#### [Work task]
With the line containing "Would you mind indicating the building" as the starting point, output the remaining lines of the data exactly as they are, through the last.

#### [Provided material]
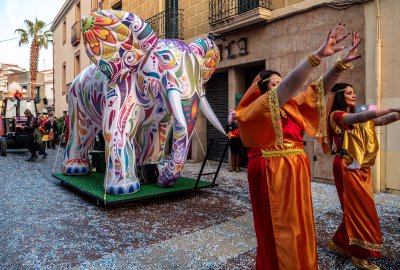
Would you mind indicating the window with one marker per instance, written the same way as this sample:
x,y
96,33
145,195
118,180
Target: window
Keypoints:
x,y
77,63
117,6
64,79
64,29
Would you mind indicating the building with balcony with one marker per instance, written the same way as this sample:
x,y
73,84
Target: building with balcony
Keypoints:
x,y
257,34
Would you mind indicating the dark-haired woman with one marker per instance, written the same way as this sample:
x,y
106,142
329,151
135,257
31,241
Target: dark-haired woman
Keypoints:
x,y
359,235
271,125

#### [Your solution]
Would you mind indicating the building with balcony with one marker per instance, written the same way as this sample:
x,y
73,84
Target: building with balcony
Keypoints:
x,y
257,34
Would you mind indicating the dark-haired woman with one marker per instance, written the same way as this sample:
x,y
106,142
329,151
135,257
31,241
Target: dark-haired woman
Keypoints:
x,y
359,235
271,125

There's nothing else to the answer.